## EXERCISE REQUIREMENTS:
- a) Update the Janet Fitch interview starting at "From a September" and stopping after "your next book?", putting "first novel" in place of "debut novel".
- b) For each statement, say whether the Janet Fitch interview supports it (yes or no) and quote the words that decide it: (i) The interview appeared on Bookreporter.com in September 2006. (ii) Fitch says writing her next book was hard from the start. (iii) In stage one, Fitch says you think you're Godzilla.
- c) In the Janet Fitch interview, list every action that stage one lets you do or has you doing.

Saturday, October 13, 2007

Janet Fitch

Janet Fitch is the author of the critically acclaimed and bestselling novel White Oleander and Paint It Black.

From a September 2006 Bookreporter.com interview:
Question: After the tremendous success of your debut novel, White Oleander, what was it like to sit down and write your next book?

Janet Fitch: Easy, then hard. I thought that I was handling the success very well -- I was just a writer, doing what I do, just keep on the way I always had.... The book was a separate entity; it went off and did well for itself, groovy. I had no idea what an impact it would have on me.

When you have a big book, there seems to be three stages (if you don't count the 'nothing will change' stage). Stage one -- you think you're Godzilla. You can do anything. You can eat cars, you can crush cities. You take on huge ideas, and make a terrific mess. Stage two -- you shrink to about the size of a single cell. You can do nothing, you stink, you're a fraud. You can't admit to anyone what's happening to you. Stage three -- you go back to basics. You remember that you can do a few things. Then a few more. Gradually, you regain a somewhat human size, and you're working again, scarred and humbled but grateful. It was a bizarre and none-too-comfortable ride.

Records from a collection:
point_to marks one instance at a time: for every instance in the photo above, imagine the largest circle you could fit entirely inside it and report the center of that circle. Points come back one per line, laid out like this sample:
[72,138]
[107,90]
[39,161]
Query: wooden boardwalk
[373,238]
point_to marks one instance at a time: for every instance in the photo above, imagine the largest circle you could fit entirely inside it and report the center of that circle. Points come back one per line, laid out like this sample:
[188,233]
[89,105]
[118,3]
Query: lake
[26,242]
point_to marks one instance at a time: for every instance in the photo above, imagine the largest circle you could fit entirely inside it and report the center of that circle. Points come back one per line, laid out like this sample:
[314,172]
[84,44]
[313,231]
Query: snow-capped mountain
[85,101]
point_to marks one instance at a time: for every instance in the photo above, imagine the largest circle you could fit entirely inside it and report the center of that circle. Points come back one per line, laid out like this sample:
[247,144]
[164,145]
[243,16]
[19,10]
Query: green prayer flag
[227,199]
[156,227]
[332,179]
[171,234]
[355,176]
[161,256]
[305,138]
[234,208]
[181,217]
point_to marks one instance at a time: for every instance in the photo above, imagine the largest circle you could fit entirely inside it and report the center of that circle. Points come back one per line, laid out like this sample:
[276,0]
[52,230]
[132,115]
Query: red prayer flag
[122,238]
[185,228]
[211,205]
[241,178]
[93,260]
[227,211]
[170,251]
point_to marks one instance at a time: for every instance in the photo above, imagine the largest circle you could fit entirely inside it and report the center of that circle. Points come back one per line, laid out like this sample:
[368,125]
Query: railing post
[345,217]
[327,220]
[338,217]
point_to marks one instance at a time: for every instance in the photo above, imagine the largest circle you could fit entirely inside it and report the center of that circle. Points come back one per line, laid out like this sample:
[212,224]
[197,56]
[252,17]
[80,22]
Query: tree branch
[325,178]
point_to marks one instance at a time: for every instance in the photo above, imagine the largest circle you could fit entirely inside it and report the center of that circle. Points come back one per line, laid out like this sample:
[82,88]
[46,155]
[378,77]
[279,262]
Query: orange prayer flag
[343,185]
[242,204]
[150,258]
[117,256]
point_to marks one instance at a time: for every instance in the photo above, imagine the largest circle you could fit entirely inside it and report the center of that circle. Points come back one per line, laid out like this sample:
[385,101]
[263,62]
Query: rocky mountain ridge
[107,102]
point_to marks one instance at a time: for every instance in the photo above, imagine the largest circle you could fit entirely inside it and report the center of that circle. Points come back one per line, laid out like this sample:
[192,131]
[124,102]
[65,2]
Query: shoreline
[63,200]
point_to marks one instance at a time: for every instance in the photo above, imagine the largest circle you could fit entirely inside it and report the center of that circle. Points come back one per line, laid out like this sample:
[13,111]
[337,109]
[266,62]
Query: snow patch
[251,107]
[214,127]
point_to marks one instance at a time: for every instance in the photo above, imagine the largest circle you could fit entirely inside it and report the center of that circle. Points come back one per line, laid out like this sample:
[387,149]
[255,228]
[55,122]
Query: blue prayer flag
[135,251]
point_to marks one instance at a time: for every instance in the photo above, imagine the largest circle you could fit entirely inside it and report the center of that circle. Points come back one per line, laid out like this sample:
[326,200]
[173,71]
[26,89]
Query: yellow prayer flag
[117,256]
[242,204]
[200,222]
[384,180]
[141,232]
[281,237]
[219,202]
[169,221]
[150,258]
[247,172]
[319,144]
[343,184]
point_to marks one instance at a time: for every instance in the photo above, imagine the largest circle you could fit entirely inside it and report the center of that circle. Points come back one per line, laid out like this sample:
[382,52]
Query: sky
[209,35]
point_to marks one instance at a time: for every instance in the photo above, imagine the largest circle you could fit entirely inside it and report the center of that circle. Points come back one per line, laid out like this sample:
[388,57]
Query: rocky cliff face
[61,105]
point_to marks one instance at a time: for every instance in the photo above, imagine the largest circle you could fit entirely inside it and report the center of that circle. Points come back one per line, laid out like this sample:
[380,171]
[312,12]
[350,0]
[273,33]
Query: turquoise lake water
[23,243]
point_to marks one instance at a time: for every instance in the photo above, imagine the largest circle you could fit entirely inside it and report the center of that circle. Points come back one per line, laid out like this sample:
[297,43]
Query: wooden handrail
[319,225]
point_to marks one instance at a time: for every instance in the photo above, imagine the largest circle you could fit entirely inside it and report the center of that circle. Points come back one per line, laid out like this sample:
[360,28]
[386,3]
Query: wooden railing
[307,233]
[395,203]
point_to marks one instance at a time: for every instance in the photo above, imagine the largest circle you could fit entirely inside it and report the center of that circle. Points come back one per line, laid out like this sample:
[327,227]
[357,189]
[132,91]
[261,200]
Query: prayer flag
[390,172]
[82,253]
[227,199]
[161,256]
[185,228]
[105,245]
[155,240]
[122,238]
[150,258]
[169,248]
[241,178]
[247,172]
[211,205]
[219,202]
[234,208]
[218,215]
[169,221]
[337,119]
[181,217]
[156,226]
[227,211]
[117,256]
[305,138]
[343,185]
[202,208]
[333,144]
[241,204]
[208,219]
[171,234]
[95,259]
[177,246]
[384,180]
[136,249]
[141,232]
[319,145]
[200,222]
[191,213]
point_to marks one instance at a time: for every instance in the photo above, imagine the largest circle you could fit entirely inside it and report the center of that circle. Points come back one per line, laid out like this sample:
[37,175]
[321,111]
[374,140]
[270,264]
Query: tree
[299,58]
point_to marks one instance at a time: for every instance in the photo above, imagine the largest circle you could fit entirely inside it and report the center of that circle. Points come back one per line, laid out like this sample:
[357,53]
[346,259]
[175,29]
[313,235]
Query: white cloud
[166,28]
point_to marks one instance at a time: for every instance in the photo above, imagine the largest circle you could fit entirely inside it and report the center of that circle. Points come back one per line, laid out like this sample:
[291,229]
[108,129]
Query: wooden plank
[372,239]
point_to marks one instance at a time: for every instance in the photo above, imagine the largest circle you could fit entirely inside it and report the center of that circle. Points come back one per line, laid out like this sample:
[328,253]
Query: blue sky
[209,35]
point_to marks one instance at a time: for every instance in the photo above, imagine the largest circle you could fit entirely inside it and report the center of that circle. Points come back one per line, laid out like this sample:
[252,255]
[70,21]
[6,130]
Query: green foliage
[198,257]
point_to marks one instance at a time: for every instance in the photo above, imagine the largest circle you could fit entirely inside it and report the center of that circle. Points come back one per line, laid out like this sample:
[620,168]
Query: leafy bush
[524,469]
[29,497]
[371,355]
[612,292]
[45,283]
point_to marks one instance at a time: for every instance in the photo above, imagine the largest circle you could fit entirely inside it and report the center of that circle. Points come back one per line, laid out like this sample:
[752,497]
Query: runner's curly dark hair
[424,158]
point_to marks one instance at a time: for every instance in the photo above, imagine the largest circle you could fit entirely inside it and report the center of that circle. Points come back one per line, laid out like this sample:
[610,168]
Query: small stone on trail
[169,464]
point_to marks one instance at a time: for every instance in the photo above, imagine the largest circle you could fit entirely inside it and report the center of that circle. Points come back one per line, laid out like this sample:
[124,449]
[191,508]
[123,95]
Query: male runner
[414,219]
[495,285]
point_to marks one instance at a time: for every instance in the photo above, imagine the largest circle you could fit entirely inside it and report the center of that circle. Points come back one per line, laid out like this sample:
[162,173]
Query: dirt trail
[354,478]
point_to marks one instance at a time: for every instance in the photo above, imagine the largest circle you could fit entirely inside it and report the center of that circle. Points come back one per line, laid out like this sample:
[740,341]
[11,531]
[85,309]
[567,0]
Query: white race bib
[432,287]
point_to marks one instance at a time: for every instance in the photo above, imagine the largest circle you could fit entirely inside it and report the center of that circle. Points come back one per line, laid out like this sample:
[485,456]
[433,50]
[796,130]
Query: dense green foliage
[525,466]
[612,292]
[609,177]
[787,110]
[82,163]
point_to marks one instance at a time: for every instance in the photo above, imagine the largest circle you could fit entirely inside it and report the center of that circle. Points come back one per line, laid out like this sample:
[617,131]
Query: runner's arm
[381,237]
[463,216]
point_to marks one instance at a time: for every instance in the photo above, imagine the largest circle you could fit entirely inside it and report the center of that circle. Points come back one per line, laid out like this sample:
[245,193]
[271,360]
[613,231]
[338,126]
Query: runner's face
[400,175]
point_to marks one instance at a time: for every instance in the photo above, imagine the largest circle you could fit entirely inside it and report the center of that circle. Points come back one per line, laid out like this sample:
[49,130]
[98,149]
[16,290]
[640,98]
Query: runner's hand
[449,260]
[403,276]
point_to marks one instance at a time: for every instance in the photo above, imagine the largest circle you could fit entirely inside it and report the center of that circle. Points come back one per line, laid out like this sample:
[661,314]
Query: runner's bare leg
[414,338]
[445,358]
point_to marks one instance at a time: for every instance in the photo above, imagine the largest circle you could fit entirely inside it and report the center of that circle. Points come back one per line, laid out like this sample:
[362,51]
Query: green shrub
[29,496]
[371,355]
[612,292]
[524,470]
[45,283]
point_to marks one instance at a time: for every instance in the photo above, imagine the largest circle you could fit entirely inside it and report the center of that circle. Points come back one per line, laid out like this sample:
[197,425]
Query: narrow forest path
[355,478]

## EXERCISE ANSWERS:
- a)
From a September 2006 Bookreporter.com interview:
Question: After the tremendous success of your first novel, White Oleander, what was it like to sit down and write your next book?

- b)
(i) Yes: "From a September 2006 Bookreporter.com interview:"
(ii) No: "Easy, then hard."
(iii) Yes: "Stage one -- you think you're Godzilla."

- c)
- do anything
- eat cars
- crush cities
- take on huge ideas
- make a terrific mess